[Activity] Exactly those lines from the one with "Place a point on every instance of the suit" through the end of the listing below must be returned, and nothing else.

[Excerpted data]
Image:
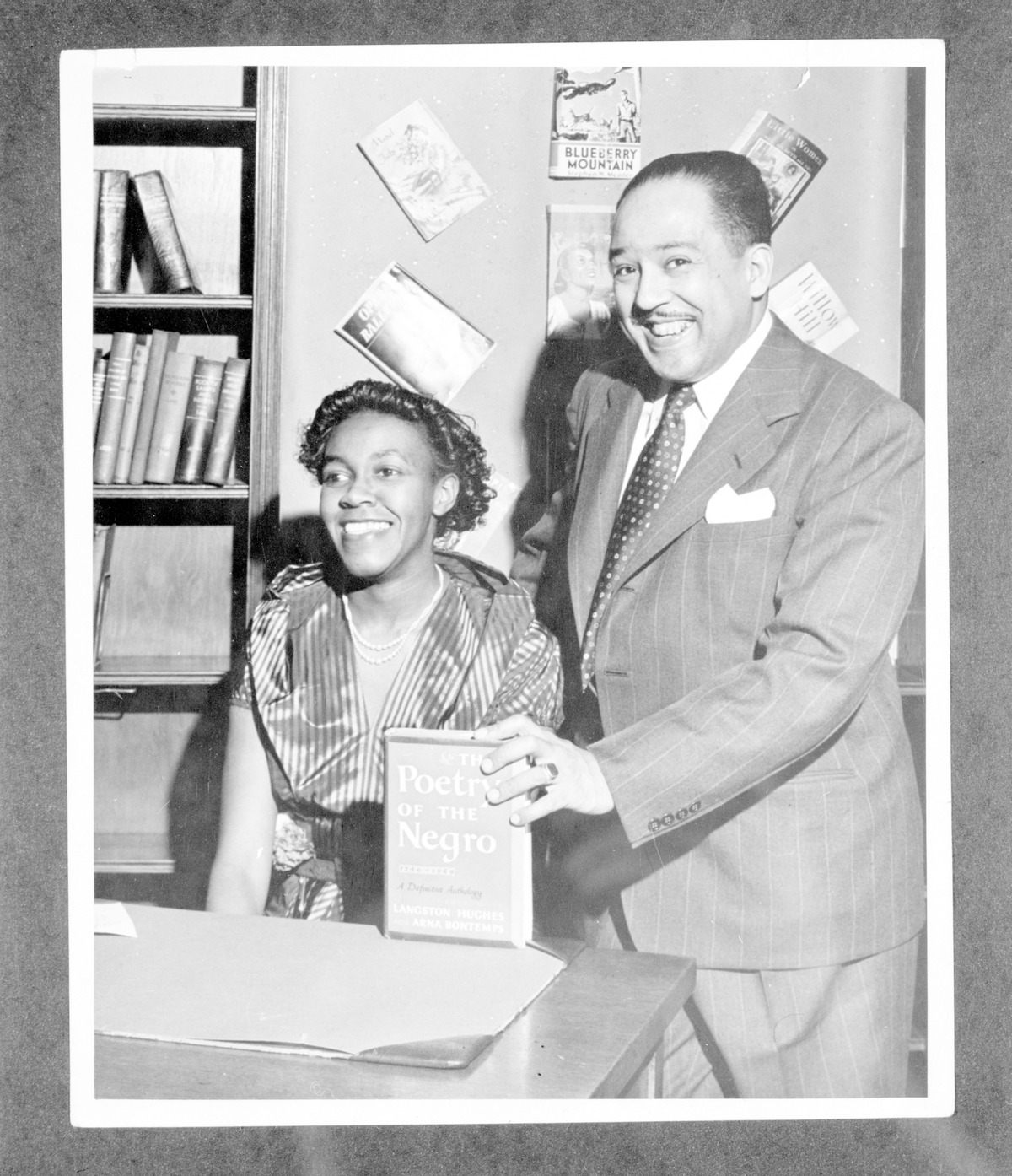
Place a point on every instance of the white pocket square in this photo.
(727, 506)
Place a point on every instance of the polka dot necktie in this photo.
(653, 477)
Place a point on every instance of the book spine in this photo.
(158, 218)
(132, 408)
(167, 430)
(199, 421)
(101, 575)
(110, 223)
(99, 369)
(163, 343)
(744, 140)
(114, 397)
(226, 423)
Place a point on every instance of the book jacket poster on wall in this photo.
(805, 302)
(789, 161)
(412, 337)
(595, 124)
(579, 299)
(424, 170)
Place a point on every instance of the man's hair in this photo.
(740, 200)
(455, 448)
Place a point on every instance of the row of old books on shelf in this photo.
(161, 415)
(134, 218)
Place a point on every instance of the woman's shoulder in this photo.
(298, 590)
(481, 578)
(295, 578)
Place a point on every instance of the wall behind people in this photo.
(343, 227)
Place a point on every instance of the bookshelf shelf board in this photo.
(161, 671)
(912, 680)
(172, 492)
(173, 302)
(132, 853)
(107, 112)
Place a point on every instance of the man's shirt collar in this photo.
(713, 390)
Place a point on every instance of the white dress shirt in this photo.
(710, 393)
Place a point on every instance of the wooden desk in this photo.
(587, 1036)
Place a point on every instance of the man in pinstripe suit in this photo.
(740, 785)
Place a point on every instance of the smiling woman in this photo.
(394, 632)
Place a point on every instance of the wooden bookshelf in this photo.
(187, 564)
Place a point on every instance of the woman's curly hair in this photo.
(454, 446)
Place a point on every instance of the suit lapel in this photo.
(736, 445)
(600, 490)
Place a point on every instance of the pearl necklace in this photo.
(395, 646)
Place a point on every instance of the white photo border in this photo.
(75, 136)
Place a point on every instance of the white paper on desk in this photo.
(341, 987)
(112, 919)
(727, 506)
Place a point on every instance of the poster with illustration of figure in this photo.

[Exercise result]
Place a point on every instance of the suit lapel in this photo.
(736, 445)
(600, 490)
Place a point on every instance of the pearl necklace in this photo.
(395, 646)
Place a point on every instance of the white photo border in this photo.
(75, 136)
Place a point on every instance of the white paper on desk in this photo.
(341, 987)
(112, 919)
(727, 506)
Place a point on every instance of the poster with illustration of figure in this photo.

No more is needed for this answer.